*** TEXTE PROPOSÉ ***

Il y a pourtant encore beaucoup d’artistes qui refusent de mêler l’exécution musicale et les différents contextes qui entourent la composition d’une œuvre sous prétexte d’intellectualisme. De même, un nombre inquiétant de mélomanes croit percer tous les secrets d’une œuvre par la seule écoute spontanée (écoutons les commentaires aux sorties de concert). Il n’en est rien et ce que nous percevons instinctivement d’une musique ou d’une œuvre d’art au sens large n’est qu’une infime partie d’un contenu plus vaste souvent beaucoup plus riche qu’on ne le suppose.

Attention cependant de ne pas se tromper sur la teneur de mon propos. L’art est fait pour émouvoir. Il est donc normal que des émotions, toute spontanées se présentent à nous lorsque nous découvrons le propos d’un musicien, d’un peintre ou d’un poète. C’est très bien ainsi. Car recevoir cette émotion, c’est le signe que l’être humain est encore sensible à l’art. C’est évidemment le cas puisque l’art véhicule les archétypes humains. Mais si cette spontanéïté doit être cultivée… et ce n’est un paradoxe qu’en apparence… c’est parce que le message laissé par l’artiste va bien souvent au-delà de nos premières perceptions. Qui n’a jamais fait cette expérience bien étrange de devenir de plus en plus sensible à une oeuvre au fur et à mesure qu’on la fréquente? Et bien, il suffit d’aller encore un peu plus loin… mais c’est déjà beaucoup trop pour bon nombre de dilettantes, car c’est là que commence l’écoute active, l’effort vers l’oeuvre qui est la seule garante d’une perception plus affinée du propos de l’artiste.

***

• _TRAVAIL À FAIRE_
(1) Répondez brièvement à ces questions sur le texte proposé :
(a) Selon le texte, à quoi l’art est-il destiné ?
(b) Que croit un nombre inquiétant de mélomanes ?
(c) Qu’est-ce qui est présenté comme la seule garante d’une perception plus affinée du propos de l’artiste ?
(2) Traduisez en anglais cette phrase du texte proposé : « Car recevoir cette émotion, c’est le signe que l’être humain est encore sensible à l’art. »
(3) Ces affirmations s’accordent-elles avec le texte proposé ? Répondez par oui ou non, en citant les mots du texte qui tranchent.
(a) Beaucoup d’artistes refusent encore de mêler l’exécution musicale et les contextes de la composition d’une œuvre.
(b) Le texte juge anormal que des émotions spontanées surgissent à la découverte d’une œuvre.
(c) Ce que nous percevons instinctivement d’une œuvre en constitue l’essentiel.

*** LISTE DES DONNÉES ***

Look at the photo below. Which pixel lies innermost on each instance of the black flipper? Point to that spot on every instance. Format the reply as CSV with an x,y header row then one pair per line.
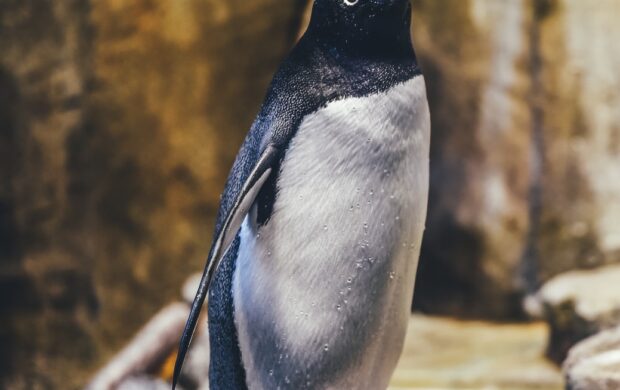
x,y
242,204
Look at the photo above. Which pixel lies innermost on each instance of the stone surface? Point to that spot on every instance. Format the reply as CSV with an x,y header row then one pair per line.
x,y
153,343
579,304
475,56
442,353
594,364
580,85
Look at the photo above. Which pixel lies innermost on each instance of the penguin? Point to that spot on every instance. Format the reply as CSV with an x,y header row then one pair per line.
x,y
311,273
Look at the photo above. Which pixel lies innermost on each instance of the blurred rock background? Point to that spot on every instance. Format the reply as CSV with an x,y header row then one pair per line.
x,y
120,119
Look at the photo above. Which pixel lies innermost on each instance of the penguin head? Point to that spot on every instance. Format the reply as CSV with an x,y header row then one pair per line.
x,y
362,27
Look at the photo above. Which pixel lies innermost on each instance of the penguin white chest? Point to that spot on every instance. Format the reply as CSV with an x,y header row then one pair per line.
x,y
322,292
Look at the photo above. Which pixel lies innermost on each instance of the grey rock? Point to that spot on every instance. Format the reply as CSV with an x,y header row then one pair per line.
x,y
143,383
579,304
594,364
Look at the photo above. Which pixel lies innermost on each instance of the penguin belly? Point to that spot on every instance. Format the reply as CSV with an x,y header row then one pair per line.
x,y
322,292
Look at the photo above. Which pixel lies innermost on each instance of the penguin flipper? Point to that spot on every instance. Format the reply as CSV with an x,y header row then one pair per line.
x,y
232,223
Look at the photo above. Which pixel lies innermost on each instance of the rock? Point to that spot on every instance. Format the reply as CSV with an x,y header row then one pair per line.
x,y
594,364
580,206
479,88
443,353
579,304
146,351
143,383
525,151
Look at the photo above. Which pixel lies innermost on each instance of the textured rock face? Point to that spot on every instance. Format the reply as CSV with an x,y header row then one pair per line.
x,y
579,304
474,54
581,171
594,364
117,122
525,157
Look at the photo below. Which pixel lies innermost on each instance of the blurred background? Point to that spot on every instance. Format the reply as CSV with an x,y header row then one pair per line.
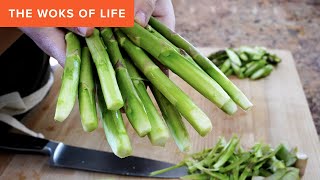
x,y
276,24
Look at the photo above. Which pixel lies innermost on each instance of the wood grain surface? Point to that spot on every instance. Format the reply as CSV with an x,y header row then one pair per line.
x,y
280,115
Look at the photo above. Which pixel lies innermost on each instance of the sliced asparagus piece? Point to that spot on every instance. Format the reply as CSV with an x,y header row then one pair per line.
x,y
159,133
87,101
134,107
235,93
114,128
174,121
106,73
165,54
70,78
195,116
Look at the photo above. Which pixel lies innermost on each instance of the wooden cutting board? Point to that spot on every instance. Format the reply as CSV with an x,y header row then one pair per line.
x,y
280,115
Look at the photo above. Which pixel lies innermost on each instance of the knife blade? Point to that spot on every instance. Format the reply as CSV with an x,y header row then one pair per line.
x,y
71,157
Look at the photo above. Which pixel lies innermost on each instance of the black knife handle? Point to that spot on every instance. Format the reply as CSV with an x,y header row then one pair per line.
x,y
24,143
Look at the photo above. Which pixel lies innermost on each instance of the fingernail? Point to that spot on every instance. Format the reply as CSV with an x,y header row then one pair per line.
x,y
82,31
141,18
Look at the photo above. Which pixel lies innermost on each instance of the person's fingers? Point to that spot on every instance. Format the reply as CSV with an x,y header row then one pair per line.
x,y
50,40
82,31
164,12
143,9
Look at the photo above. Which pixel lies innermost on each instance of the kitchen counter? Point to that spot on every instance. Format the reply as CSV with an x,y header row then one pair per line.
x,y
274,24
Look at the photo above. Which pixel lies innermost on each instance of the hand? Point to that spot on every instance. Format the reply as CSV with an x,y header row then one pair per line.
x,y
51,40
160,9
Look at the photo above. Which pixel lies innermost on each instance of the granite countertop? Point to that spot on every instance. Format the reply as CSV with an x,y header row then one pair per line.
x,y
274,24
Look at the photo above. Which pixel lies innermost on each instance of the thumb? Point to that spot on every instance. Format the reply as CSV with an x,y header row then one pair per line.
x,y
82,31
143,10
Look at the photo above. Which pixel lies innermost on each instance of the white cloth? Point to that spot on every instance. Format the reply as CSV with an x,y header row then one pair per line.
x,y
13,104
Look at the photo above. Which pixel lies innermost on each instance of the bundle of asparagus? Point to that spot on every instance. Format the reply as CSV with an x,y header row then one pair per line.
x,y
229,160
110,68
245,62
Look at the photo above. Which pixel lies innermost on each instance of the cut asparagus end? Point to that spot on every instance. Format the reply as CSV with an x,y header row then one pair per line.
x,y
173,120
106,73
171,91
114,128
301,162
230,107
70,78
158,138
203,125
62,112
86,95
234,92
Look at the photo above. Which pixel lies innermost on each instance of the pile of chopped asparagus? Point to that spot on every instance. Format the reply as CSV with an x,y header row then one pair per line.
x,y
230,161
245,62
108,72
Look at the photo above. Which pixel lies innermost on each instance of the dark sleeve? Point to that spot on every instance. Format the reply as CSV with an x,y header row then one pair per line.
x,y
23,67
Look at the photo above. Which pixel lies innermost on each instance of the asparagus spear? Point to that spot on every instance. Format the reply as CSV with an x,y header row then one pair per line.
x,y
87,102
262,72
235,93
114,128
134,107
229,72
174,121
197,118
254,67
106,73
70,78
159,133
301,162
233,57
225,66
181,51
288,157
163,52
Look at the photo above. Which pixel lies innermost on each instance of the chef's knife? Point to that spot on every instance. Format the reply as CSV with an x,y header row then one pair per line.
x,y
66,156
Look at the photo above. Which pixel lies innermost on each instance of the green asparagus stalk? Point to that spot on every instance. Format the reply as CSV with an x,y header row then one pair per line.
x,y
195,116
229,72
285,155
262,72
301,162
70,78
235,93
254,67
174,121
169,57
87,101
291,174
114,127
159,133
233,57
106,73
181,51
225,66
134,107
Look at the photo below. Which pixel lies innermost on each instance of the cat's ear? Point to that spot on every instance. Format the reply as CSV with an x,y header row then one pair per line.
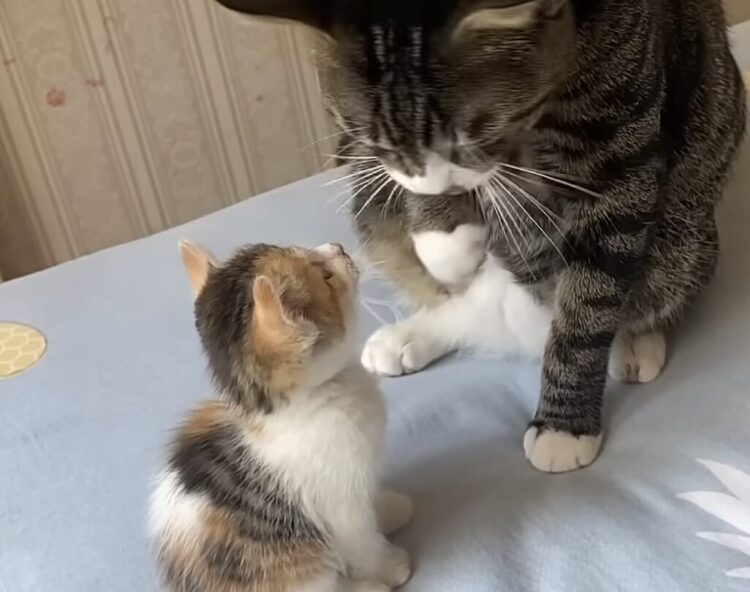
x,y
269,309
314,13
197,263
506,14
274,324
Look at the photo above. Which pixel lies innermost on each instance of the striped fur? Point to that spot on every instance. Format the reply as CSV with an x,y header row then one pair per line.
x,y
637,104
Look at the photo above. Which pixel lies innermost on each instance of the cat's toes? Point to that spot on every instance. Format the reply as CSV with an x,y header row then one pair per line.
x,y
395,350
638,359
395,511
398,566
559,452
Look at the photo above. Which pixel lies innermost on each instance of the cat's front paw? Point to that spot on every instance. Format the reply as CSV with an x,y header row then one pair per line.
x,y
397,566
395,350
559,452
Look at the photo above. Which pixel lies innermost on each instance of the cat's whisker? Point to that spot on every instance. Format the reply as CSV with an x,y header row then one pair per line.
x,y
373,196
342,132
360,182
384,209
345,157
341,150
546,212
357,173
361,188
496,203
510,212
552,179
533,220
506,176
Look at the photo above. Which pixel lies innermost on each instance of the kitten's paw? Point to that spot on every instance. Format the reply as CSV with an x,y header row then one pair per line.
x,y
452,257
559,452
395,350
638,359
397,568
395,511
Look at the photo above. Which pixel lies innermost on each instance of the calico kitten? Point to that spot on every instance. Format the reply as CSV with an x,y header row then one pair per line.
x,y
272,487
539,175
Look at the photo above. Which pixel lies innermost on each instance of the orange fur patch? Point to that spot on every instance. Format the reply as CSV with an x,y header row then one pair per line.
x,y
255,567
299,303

***
*** LISTE DES DONNÉES ***

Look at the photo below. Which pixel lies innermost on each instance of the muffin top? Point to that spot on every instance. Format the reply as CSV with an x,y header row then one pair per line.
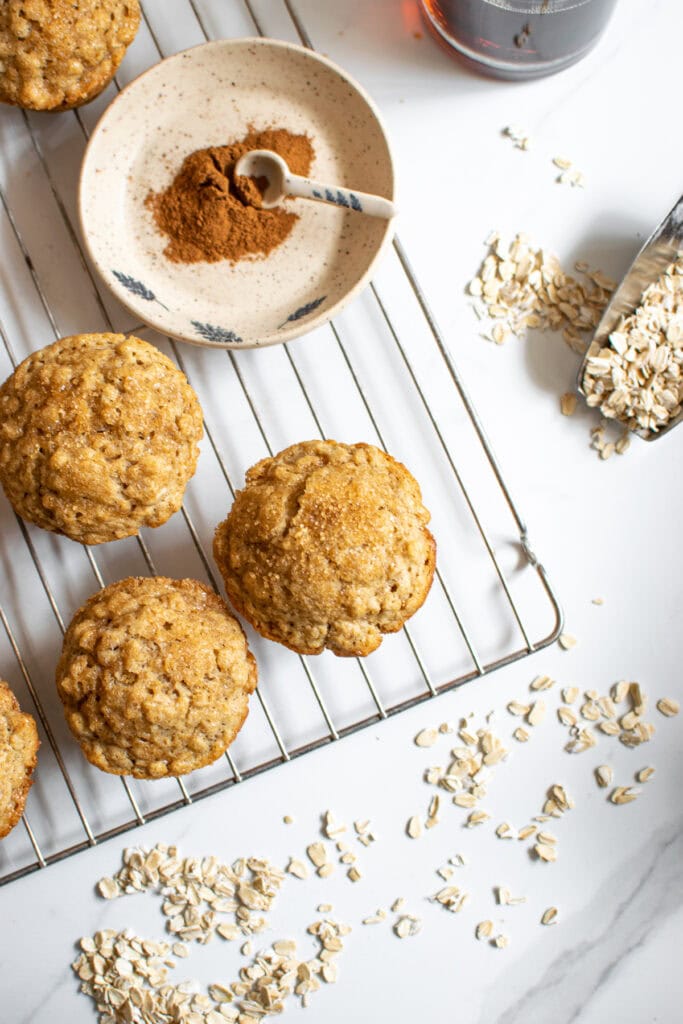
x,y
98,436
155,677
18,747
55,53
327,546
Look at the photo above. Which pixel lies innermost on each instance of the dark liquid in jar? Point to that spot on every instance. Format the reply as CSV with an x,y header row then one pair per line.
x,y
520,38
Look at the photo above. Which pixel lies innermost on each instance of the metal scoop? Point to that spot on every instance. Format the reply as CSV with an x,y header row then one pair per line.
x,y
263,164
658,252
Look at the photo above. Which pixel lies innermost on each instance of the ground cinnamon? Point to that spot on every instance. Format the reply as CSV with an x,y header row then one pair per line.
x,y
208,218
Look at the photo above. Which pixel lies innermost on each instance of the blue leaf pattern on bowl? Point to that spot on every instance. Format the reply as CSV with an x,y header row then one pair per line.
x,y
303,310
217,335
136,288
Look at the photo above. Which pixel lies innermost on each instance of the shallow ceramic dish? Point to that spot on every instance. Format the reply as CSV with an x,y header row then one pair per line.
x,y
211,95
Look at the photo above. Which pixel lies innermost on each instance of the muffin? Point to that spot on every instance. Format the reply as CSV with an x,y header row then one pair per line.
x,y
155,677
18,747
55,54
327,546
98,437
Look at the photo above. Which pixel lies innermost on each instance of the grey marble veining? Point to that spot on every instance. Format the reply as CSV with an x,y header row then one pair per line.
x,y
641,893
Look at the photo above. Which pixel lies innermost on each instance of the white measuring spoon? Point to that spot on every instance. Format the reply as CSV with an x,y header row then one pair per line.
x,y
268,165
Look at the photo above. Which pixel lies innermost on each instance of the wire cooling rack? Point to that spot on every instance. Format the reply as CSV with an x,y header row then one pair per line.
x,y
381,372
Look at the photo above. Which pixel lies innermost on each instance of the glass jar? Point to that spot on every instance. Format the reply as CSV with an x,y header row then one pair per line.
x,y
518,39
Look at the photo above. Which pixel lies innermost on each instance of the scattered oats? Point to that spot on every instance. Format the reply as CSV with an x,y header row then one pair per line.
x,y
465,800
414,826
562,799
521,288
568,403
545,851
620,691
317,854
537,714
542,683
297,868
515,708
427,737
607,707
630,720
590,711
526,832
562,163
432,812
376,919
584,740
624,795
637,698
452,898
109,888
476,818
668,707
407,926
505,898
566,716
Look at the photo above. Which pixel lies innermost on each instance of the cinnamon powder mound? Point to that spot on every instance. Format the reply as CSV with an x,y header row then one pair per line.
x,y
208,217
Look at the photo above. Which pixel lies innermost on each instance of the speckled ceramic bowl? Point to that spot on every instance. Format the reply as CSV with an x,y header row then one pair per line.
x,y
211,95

***

• _RÉPONSES CI-DESSOUS_
(1)
(a) L’art est fait pour émouvoir.
(b) Ils croient percer tous les secrets d’une œuvre par la seule écoute spontanée.
(c) L’effort vers l’œuvre, c’est-à-dire l’écoute active.

(2) For receiving this emotion is the sign that human beings are still sensitive to art.

(3)
(a) Oui : « Il y a pourtant encore beaucoup d’artistes qui refusent de mêler l’exécution musicale et les différents contextes qui entourent la composition d’une œuvre »
(b) Non : « Il est donc normal que des émotions, toute spontanées se présentent à nous »
(c) Non : « n’est qu’une infime partie d’un contenu plus vaste »